◆ **EXTRAIT FOURNI**

———

Des musiciens de l’Orchestre National du Capitole de Toulouse reprennent les clefs de Saint-Pierre

Depuis 20 ans, des musiciens de l’Orchestre National du Capitole de Toulouse proposent des concerts en formation réduite. Dans un cadre magnifique (Saint-Pierre des Cuisines à Toulouse), ils proposent 5 concerts pour écouter la musique de chambre avec plus de proximité. La nouvelle saison débute ce soir lundi 5 octobre avec un programme dédié aux quatuors : Mozart, Haydn, Beethoven.

Les 4 musiciens du concert du 5 octobre 2020 : Photo : Les Clés de Saint-Pierre

Faire entendre la musique dite classique d’une autre manière

Depuis l’an 2000, les associations « Internotes » et « Les clefs de Saint-Pierre » proposent des concerts de musique de chambre d’un autre genre. L’idée : prendre des musiciens de l’Orchestre National du Capitole de Toulouse (ONCT) et leur demander d’établir un programme musical pour le jouer ensuite à l’auditorium de Saint-Pierre des Cuisines de Toulouse. « Ce sont des choses qu’on ne voit pas dans les autres saisons musicales. Nous sélectionnons 5 de ces programmes et les musiciens du Capitole viennent ensuite les jouer à Saint-Pierre. Ca crée une autre relation entre les musiciens et le public. » Henri Simonneau le président de ces associations est très satisfait du résultat. Toute la différence se fait par le choix des musiciens du Capitole qui permet des associations audacieuses et des découvertes fructueuses.

———

◆ **Entrées sources**
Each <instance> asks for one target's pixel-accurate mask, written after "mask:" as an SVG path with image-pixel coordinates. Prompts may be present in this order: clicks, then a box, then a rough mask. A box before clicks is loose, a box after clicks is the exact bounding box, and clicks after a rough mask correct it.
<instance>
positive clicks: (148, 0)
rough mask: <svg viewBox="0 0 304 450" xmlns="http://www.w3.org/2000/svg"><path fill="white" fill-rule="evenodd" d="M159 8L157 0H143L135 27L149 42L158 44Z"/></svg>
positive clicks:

———

◆ **CONSIGNE A**
Répondez à ces questions sur l'extrait fourni :
(i) Depuis combien d'années des musiciens de l'Orchestre National du Capitole de Toulouse proposent-ils des concerts en formation réduite ?
(ii) Quels compositeurs sont au programme du concert qui ouvre la nouvelle saison ?
(iii) Qui est le président des associations « Internotes » et « Les clefs de Saint-Pierre » ?
◆ **CONSIGNE B**
Recopiez mot pour mot le passage de l'extrait fourni qui commence par « Depuis l’an 2000, les » et se termine par « des découvertes fructueuses. ».

◆ **RÉPONSE A**
(i) Depuis 20 ans.
(ii) Mozart, Haydn et Beethoven.
(iii) Henri Simonneau.

◆ **RÉPONSE B**
Depuis l’an 2000, les associations « Internotes » et « Les clefs de Saint-Pierre » proposent des concerts de musique de chambre d’un autre genre. L’idée : prendre des musiciens de l’Orchestre National du Capitole de Toulouse (ONCT) et leur demander d’établir un programme musical pour le jouer ensuite à l’auditorium de Saint-Pierre des Cuisines de Toulouse. « Ce sont des choses qu’on ne voit pas dans les autres saisons musicales. Nous sélectionnons 5 de ces programmes et les musiciens du Capitole viennent ensuite les jouer à Saint-Pierre. Ca crée une autre relation entre les musiciens et le public. » Henri Simonneau le président de ces associations est très satisfait du résultat. Toute la différence se fait par le choix des musiciens du Capitole qui permet des associations audacieuses et des découvertes fructueuses.